任务要求 A
列出下方记录中含有字符串“query”的每一行，原文照抄，区分大小写。

原文摘录
Best Time to Buy and Sell Stock III

Say you have an array for which the ith element is the price of a given stock on day i.

Design an algorithm to find the maximum profit. You may complete at most two transactions.

Note:

You may not engage in multiple transactions at the same time (ie, you must sell the stock before you buy again).

两次dp应该就够了，维护一个最小价格和一个最大价格， 一个从前往后找作为第一次交易，一个从后往前作为第二次的交易。 维护两个数组作为第一次交易最大和第二次交易最大， 所存的数分别为[0，i]和[i, len-1]最大的利润。

class Solution {
public:
    int maxProfit(vector<int>& prices) {
        int n=prices.size();
        if (prices.size()<=1)
            return 0;
        int minP=prices[0]; 
        int maxP=prices[n-1];
        vector<int> firstHand(n,0);
        vector<int> secondHand(n, 0);
        
        for (int i=1; i<n; i++){
            minP=min(minP, prices[i]);
            firstHand[i]=max(prices[i]-minP, firstHand[i-1]);
        }
        
        for (int j=n-2; j>=0; j--){
            maxP=max(maxP, prices[j]);
            secondHand[j]=max(maxP-prices[j], secondHand[j+1]);
        }
        
        int res=0;
        for (int k=0; k<n; k++){
            res=max(res, firstHand[k]+secondHand[k]);
        }
        return res;
    }
};

输入记录
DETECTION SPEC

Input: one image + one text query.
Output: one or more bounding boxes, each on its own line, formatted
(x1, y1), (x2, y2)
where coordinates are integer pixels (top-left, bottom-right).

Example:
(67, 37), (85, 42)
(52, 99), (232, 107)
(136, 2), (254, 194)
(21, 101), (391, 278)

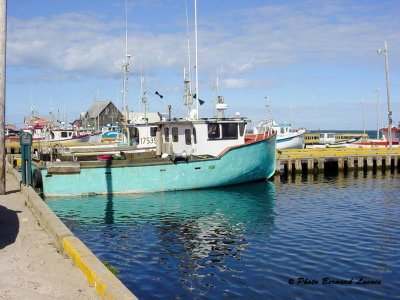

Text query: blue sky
(6, 0), (400, 130)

任务要求 B
把上面原文中以“两次dp应该就够了”开头的那一段改写成简短的要点列表，保留其中的主要信息。

预期输出 A
Input: one image + one text query.
Text query: blue sky

预期输出 B
- 做两次dp就够了。
- 维护一个最小价格和一个最大价格。
- 从前往后找第一次交易，从后往前找第二次交易。
- 用两个数组分别记录第一次交易和第二次交易的最大利润，分别存放[0，i]和[i, len-1]范围内的最大利润。